Stated goal: State how many lines in the records below contain the string "query". Give only the number.

Information provided:
- - - - - - -
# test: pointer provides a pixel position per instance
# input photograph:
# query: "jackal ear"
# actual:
- - - - - - -
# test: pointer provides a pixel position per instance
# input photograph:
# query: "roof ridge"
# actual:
- - - - - - -
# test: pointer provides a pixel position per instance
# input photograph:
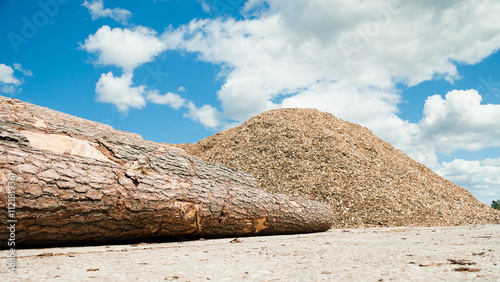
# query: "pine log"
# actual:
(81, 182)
- - - - - - -
Exercise output: 3